━━━ SELECTED EXCERPT ━━━
Under the agreement, Japan-headquartered Atonarp will supply advanced mass spectrometry (AMS) technology to IMA Life’s production pharmaceutical lyophilisation products.
In return, US-based IMA Life will exclusively use and deploy Atonarp's mass spectrometer technology in their production freeze-drying (lyophilisation) solutions as a process analytical tool (PAT) to monitor potential silicon oil contamination, primary and secondary drying endpoints and perform in-line vacuum leak detection.
The agreement will help IMA Life accurately identify the secondary drying endpoint and reduce the lyophilisation processing time, said the Japanese firm.
IMA Life said Atonarp’s AMS can be retrofitted into already installed freeze-dryers, and as a result will serve existing IMA Life customers.
Atonarp said its “out-of-the-box set-up takes only minutes and built in software, which is configurable and highly intuitive – allows users to access the mass spectrometer through a simple browser interface anywhere in the world.”
Using mass spectrometry has several advantages over current lyophilisation methods which employ a pirani gauge, said Atonarp’s Martin Mason.
Atonarp’s technology has a ‘more accurate second end-point detection’, which he said reduces drying time and ensures moisture remove levels have been achieved.
Mason did not disclose the cost of the technology, but said “the return on investment comes from a combination on shorter optimized lyophilisation cycle times, higher-yield from better understanding of the process and less spoilage from under-drying or silicone contamination.”
“End pricing of our mass spectrometry technology integrated into the lyophilisation chamber will be set by IMA Life for their products,” he added.
━━━
• TASK OBJECTIVE:
Restate the passage on the Atonarp and IMA Life agreement, starting at "In return, US-based" and ending at "IMA Life customers.", and substitute "fitted" for "retrofitted".
━━━ DATASET ━━━
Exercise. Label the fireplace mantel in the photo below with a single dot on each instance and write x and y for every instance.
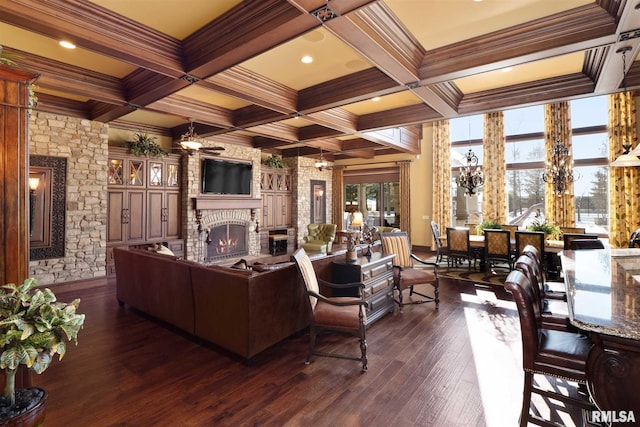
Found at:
(221, 202)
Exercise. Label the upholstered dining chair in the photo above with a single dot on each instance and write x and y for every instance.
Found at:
(346, 315)
(573, 230)
(570, 237)
(459, 247)
(441, 250)
(497, 248)
(634, 239)
(579, 244)
(512, 229)
(549, 290)
(409, 269)
(548, 352)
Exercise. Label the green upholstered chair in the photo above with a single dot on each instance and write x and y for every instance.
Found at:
(319, 237)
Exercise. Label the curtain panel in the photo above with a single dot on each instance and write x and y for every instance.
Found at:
(494, 195)
(405, 196)
(441, 175)
(337, 197)
(560, 209)
(624, 204)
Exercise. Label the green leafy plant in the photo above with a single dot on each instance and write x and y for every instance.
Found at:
(33, 327)
(274, 161)
(489, 224)
(145, 145)
(550, 231)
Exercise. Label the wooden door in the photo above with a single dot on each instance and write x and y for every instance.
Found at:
(115, 216)
(135, 213)
(155, 218)
(173, 215)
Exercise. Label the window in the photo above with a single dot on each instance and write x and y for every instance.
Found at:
(375, 193)
(525, 157)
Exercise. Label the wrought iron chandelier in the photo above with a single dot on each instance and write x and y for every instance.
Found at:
(628, 157)
(470, 175)
(559, 169)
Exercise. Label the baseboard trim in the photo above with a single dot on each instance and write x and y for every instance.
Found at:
(77, 285)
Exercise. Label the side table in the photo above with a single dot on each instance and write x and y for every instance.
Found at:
(376, 272)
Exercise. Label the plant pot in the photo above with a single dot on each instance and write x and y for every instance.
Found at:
(29, 410)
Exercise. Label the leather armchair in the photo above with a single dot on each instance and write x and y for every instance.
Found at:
(319, 237)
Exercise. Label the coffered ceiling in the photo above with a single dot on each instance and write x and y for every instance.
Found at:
(234, 67)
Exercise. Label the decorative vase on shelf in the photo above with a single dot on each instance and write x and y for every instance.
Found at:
(352, 255)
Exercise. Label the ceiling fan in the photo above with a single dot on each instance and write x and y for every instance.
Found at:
(190, 143)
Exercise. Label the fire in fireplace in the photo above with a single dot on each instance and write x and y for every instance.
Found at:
(227, 241)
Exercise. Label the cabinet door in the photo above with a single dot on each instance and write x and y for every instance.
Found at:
(136, 214)
(172, 174)
(172, 215)
(117, 217)
(155, 223)
(280, 210)
(268, 208)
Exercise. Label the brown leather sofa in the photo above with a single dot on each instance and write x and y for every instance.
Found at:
(242, 311)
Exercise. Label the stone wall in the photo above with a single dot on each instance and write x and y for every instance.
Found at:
(84, 144)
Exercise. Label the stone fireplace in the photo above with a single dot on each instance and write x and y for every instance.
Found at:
(225, 241)
(224, 234)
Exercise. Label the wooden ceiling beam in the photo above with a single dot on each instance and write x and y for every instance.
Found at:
(571, 31)
(97, 29)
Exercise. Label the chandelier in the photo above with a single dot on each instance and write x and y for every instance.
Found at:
(189, 141)
(628, 157)
(559, 171)
(470, 175)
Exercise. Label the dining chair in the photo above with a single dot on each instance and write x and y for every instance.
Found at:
(569, 237)
(533, 238)
(345, 315)
(550, 290)
(579, 244)
(634, 239)
(441, 249)
(573, 230)
(548, 352)
(512, 229)
(459, 247)
(551, 320)
(405, 276)
(497, 248)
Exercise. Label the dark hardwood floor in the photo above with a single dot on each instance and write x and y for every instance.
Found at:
(459, 366)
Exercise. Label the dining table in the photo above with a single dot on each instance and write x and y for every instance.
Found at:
(603, 299)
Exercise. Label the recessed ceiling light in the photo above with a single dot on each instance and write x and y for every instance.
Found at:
(67, 44)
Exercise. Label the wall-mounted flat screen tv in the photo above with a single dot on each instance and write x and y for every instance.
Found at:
(226, 177)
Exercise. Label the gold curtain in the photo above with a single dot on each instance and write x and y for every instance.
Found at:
(560, 209)
(405, 196)
(337, 198)
(441, 175)
(494, 196)
(624, 186)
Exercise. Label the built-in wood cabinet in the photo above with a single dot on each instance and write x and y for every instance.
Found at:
(275, 189)
(144, 202)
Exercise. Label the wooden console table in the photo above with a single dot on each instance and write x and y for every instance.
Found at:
(376, 272)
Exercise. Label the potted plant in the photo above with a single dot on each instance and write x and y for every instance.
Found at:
(489, 224)
(33, 327)
(551, 231)
(144, 145)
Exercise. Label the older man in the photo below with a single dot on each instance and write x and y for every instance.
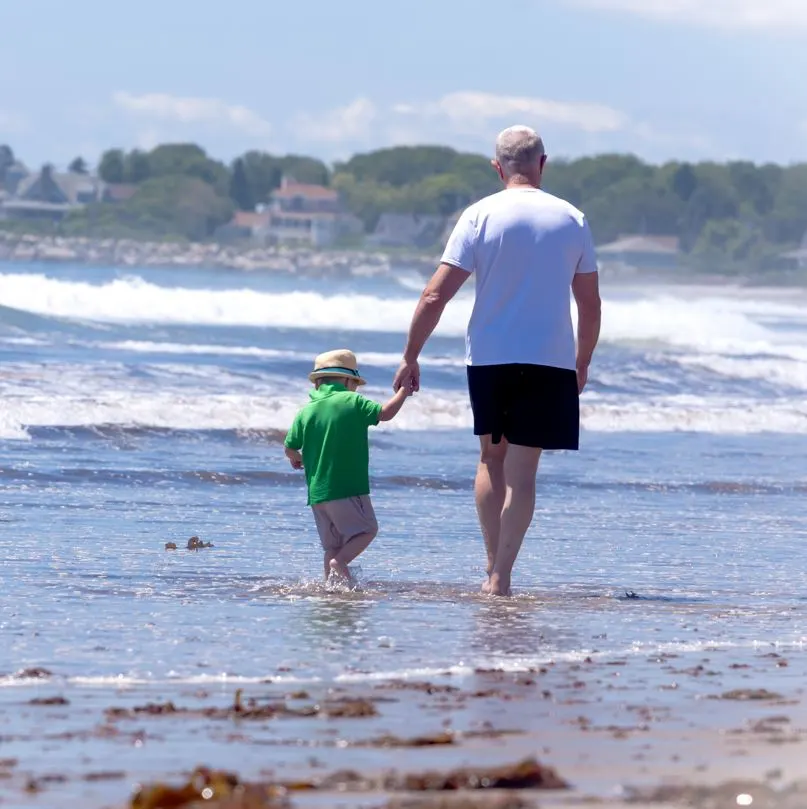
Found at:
(525, 374)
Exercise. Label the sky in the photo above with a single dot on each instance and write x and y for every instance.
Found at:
(663, 79)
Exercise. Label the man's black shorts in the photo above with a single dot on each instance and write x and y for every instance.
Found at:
(530, 405)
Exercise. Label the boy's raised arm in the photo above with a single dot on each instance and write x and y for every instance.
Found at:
(391, 408)
(295, 457)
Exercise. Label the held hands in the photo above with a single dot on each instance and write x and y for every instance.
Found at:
(407, 376)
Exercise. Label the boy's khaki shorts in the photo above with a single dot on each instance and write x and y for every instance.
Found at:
(338, 521)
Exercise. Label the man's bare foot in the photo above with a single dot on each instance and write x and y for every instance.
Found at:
(340, 570)
(497, 586)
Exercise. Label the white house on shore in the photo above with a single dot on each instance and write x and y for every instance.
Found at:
(299, 215)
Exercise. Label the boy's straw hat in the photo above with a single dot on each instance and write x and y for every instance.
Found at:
(340, 362)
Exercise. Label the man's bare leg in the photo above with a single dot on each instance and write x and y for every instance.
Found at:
(351, 549)
(489, 493)
(520, 469)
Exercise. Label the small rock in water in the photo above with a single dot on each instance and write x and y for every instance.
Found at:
(194, 543)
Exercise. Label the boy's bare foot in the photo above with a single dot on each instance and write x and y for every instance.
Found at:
(340, 569)
(497, 586)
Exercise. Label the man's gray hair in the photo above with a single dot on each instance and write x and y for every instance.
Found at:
(518, 148)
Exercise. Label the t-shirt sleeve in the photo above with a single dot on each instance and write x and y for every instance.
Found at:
(369, 410)
(460, 248)
(294, 437)
(588, 256)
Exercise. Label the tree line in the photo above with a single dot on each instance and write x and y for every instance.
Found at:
(731, 213)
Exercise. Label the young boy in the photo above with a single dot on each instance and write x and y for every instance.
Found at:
(329, 440)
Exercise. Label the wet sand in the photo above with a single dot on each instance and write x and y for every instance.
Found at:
(611, 730)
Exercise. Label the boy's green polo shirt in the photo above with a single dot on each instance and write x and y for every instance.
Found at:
(331, 432)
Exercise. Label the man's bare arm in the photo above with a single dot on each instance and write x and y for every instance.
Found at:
(586, 290)
(442, 287)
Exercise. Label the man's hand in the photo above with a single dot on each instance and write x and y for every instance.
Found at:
(582, 377)
(295, 458)
(408, 376)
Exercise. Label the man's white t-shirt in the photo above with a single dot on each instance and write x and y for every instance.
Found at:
(525, 247)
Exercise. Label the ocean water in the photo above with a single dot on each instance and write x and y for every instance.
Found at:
(139, 407)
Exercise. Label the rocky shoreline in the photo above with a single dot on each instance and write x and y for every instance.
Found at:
(131, 253)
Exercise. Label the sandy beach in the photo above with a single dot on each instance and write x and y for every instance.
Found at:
(613, 731)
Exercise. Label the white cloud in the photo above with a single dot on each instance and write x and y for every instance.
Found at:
(471, 120)
(188, 110)
(464, 114)
(472, 110)
(12, 123)
(783, 15)
(349, 123)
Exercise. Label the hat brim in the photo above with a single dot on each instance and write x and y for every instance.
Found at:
(347, 373)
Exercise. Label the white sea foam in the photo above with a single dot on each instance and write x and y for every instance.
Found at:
(133, 300)
(733, 323)
(508, 663)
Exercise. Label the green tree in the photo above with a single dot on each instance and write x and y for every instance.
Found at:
(241, 192)
(137, 167)
(304, 169)
(78, 166)
(112, 168)
(263, 172)
(173, 206)
(6, 161)
(189, 160)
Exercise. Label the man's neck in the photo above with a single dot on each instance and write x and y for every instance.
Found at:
(522, 181)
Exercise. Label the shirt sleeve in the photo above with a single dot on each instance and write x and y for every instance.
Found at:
(588, 256)
(370, 411)
(294, 437)
(460, 247)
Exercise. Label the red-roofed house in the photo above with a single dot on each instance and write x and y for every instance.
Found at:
(308, 216)
(304, 198)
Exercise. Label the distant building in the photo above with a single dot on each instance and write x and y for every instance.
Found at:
(641, 252)
(118, 192)
(449, 226)
(13, 176)
(52, 195)
(407, 230)
(244, 226)
(293, 197)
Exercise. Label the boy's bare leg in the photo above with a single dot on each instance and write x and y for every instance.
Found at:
(489, 492)
(329, 555)
(520, 469)
(351, 549)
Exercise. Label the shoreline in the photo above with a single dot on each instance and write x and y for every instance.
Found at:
(347, 263)
(172, 255)
(653, 729)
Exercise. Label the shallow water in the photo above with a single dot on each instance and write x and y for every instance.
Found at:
(139, 409)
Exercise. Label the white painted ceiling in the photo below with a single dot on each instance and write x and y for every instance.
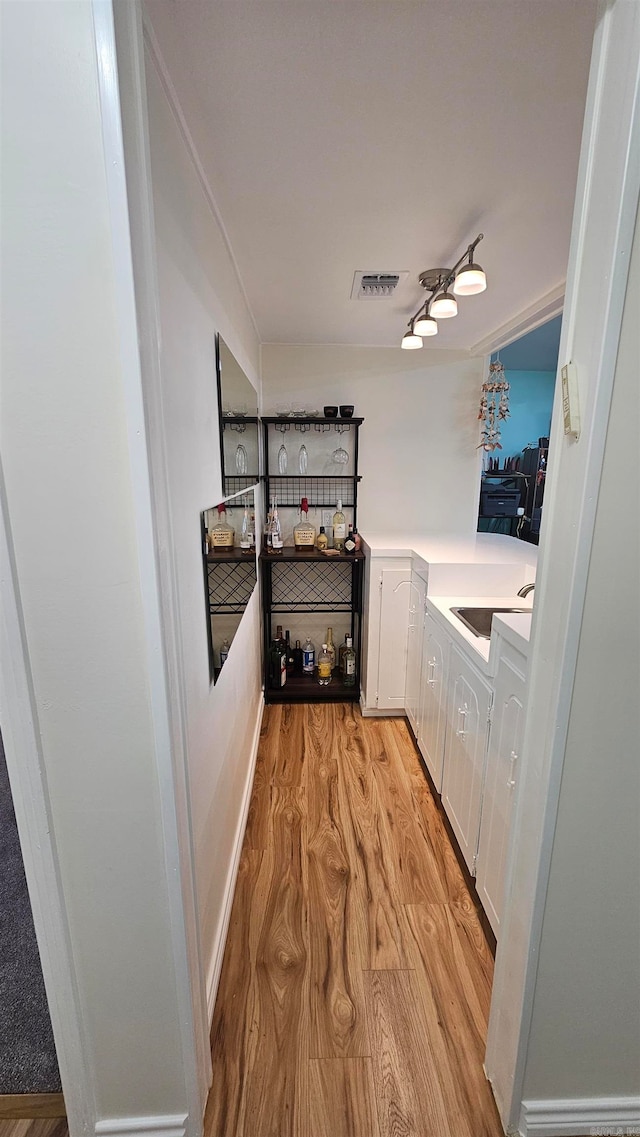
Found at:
(384, 135)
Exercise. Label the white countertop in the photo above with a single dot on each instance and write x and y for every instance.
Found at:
(514, 627)
(453, 548)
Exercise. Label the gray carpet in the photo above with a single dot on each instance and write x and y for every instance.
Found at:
(27, 1054)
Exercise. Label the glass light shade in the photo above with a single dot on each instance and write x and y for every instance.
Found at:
(470, 280)
(425, 325)
(445, 306)
(410, 342)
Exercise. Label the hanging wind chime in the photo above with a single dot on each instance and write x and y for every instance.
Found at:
(493, 407)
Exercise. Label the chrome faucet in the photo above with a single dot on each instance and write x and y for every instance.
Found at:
(525, 589)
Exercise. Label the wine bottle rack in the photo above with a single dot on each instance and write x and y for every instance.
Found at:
(307, 581)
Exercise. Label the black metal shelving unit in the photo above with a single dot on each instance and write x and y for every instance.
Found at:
(309, 581)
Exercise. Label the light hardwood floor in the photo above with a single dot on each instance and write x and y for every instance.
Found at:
(356, 980)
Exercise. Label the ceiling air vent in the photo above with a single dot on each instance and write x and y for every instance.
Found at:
(375, 285)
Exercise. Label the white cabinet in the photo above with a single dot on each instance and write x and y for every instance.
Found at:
(503, 758)
(465, 748)
(417, 596)
(432, 707)
(388, 595)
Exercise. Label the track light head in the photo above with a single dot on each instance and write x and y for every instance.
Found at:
(470, 280)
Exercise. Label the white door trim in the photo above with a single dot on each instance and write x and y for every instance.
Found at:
(21, 731)
(157, 580)
(607, 199)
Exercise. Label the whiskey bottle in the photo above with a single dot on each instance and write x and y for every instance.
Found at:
(349, 664)
(331, 647)
(274, 539)
(304, 533)
(324, 666)
(246, 531)
(339, 528)
(350, 541)
(290, 661)
(221, 536)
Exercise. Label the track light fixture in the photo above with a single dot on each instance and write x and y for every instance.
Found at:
(445, 284)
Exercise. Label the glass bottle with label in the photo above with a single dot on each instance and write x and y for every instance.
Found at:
(331, 647)
(221, 536)
(277, 663)
(324, 666)
(290, 661)
(304, 533)
(339, 528)
(274, 538)
(246, 531)
(350, 541)
(349, 664)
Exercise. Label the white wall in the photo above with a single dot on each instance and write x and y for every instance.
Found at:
(418, 457)
(584, 1035)
(72, 514)
(199, 295)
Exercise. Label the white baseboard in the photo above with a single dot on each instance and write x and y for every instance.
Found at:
(582, 1117)
(217, 954)
(164, 1126)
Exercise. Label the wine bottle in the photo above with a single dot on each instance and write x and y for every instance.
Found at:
(221, 536)
(324, 666)
(349, 664)
(304, 534)
(339, 528)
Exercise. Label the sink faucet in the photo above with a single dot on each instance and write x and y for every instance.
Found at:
(525, 589)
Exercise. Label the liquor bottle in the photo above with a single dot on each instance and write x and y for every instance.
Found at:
(290, 661)
(339, 528)
(275, 531)
(324, 666)
(221, 536)
(349, 664)
(277, 664)
(246, 531)
(304, 534)
(331, 647)
(341, 650)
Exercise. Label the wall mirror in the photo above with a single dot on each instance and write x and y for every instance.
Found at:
(238, 404)
(230, 574)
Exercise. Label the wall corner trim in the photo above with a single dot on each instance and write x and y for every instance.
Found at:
(168, 1125)
(217, 954)
(575, 1115)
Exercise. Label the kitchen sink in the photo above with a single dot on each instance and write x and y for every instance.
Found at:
(479, 620)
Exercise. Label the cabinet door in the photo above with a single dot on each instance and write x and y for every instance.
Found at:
(395, 595)
(499, 788)
(465, 749)
(414, 649)
(432, 714)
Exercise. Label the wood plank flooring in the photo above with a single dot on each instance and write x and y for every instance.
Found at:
(356, 981)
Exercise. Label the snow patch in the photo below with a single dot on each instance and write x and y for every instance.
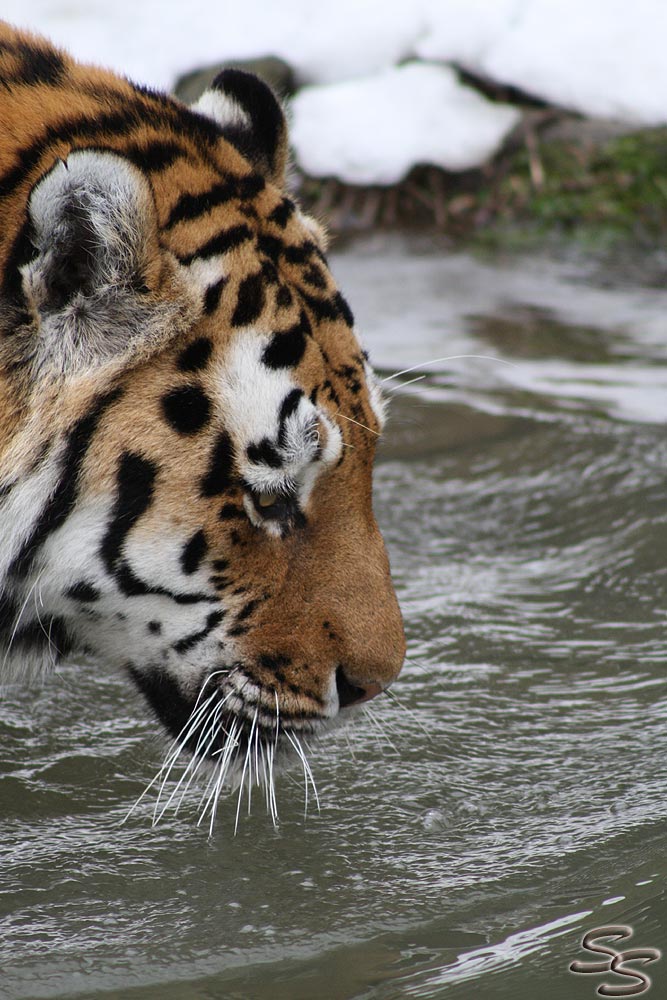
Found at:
(373, 130)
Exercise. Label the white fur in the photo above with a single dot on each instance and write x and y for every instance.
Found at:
(251, 394)
(223, 109)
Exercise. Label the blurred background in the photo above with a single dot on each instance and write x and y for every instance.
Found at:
(494, 174)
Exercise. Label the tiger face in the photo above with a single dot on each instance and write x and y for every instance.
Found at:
(187, 419)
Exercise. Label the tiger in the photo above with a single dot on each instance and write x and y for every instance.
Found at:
(188, 421)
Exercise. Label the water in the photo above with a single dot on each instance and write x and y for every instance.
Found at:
(513, 795)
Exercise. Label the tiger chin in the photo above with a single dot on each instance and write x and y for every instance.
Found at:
(187, 419)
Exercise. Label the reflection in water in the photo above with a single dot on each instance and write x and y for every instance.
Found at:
(475, 823)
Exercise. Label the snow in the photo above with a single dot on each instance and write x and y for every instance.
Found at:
(367, 118)
(376, 128)
(603, 58)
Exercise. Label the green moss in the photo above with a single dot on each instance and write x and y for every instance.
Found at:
(618, 188)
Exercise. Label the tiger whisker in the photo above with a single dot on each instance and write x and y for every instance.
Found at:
(451, 357)
(358, 423)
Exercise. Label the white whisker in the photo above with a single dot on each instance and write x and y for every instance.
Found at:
(451, 357)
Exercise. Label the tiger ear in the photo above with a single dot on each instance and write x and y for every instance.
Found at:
(100, 284)
(251, 119)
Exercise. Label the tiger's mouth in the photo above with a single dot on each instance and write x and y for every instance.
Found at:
(234, 734)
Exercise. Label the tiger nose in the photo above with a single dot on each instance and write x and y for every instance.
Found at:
(350, 693)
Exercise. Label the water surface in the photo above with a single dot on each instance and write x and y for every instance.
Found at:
(513, 793)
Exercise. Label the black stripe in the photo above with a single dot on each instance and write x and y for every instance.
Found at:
(219, 476)
(135, 480)
(189, 641)
(63, 499)
(287, 347)
(287, 408)
(83, 591)
(221, 243)
(133, 113)
(212, 296)
(250, 301)
(39, 64)
(192, 206)
(193, 552)
(152, 157)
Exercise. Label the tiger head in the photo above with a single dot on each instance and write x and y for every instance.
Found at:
(188, 420)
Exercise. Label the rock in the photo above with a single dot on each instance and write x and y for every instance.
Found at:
(277, 73)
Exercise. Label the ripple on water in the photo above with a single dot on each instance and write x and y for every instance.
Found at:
(516, 778)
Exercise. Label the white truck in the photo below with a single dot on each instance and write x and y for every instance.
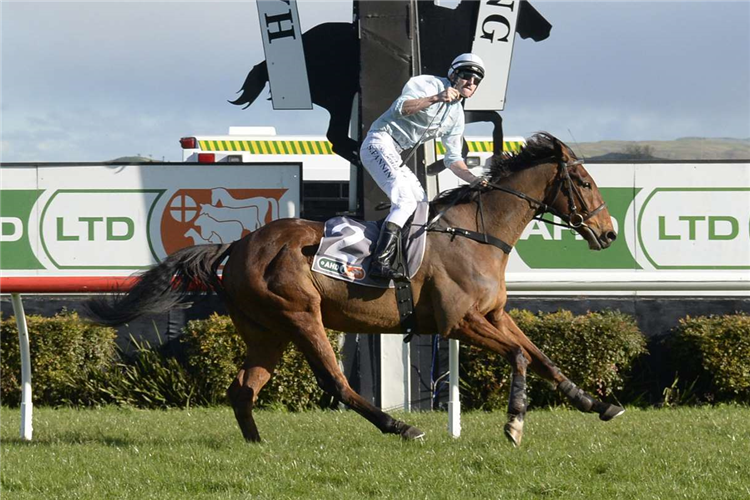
━━━
• SOLUTION FOR THIS PROBLEM:
In return, US-based IMA Life will exclusively use and deploy Atonarp's mass spectrometer technology in their production freeze-drying (lyophilisation) solutions as a process analytical tool (PAT) to monitor potential silicon oil contamination, primary and secondary drying endpoints and perform in-line vacuum leak detection.
The agreement will help IMA Life accurately identify the secondary drying endpoint and reduce the lyophilisation processing time, said the Japanese firm.
IMA Life said Atonarp’s AMS can be fitted into already installed freeze-dryers, and as a result will serve existing IMA Life customers.